What is expected →
Your reply should reproduce each entry exactly and contain no pictures.

[Natural language region descriptions]
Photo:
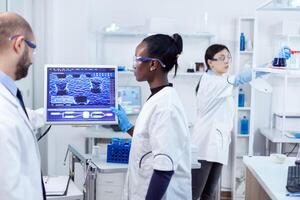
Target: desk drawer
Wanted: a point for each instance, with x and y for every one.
(113, 179)
(109, 192)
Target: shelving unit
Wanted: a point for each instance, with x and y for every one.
(266, 47)
(244, 59)
(118, 47)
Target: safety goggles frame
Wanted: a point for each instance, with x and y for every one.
(222, 59)
(147, 59)
(28, 42)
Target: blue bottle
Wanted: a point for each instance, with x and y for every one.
(241, 99)
(244, 126)
(242, 42)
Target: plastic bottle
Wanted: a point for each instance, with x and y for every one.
(244, 126)
(242, 42)
(294, 61)
(241, 99)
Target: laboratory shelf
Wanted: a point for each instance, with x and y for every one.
(244, 108)
(179, 74)
(285, 36)
(280, 71)
(141, 34)
(277, 136)
(243, 135)
(277, 6)
(240, 156)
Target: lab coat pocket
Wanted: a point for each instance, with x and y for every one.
(222, 137)
(146, 165)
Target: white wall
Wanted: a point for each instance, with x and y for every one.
(70, 38)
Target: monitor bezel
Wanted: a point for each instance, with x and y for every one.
(47, 66)
(140, 91)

Response area →
Photo:
Target: desk drawer
Wanted: a point for each instance, with x and y for every one.
(113, 179)
(109, 192)
Target: shelving unit
Wanted: a point for each instance, with x and y for every one.
(266, 47)
(244, 59)
(118, 47)
Target: safety goggles frame
Wanted: a point for each instance, with x and y for every one.
(222, 59)
(147, 59)
(28, 42)
Target: blue bottle
Wanted: a point for each instance, with x and y for every one.
(241, 99)
(244, 126)
(242, 42)
Target: plastic bottle
Wanted: a point for each instance, with x and y for every one.
(244, 126)
(242, 42)
(294, 61)
(241, 99)
Target: laboratory shelf
Wanted: a point for each instance, with x and y for every one.
(244, 108)
(179, 74)
(285, 36)
(280, 71)
(141, 34)
(277, 136)
(243, 135)
(277, 6)
(240, 156)
Target: lab coat pocket
Wanted: a point for each instance, with x and y for every one.
(222, 137)
(146, 165)
Target: white wall
Wanted: a point for each instance, with x and y for every one.
(70, 38)
Target: monitor bezel
Wanted: a point for each instance, with x and y for every one.
(47, 66)
(140, 91)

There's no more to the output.